Work to be completed => Exactly as written, print each of the entries.

Start of Material supplied

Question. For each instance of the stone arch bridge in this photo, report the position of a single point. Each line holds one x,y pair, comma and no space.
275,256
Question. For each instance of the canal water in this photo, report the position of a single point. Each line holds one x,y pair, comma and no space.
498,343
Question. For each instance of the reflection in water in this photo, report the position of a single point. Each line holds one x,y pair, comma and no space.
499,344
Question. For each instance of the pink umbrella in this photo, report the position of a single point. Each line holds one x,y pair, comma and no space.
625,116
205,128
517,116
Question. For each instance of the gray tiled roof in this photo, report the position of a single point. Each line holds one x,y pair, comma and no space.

End of Material supplied

Solution to this problem =>
Question. For each instance of the stone arch bridge in this photo, report the position of a single point. Each line holds one x,y pair, comma and no space.
275,256
Question. For each instance of the canal water in this photo, report the position of a single point. Each line holds one x,y pair, comma and no space.
498,343
Question. For each instance of the reflection in water in this photo, report the position of a single point. Each line holds one x,y pair, comma and no space.
499,344
Question. For each instance of the pink umbrella in this photo, report the position of a single point. Each line holds one x,y pair, comma and no space.
625,116
205,128
517,116
Question. For each instance of the gray tiled roof in this photo, report the position of a single point. Each line holds one x,y pair, comma and no space.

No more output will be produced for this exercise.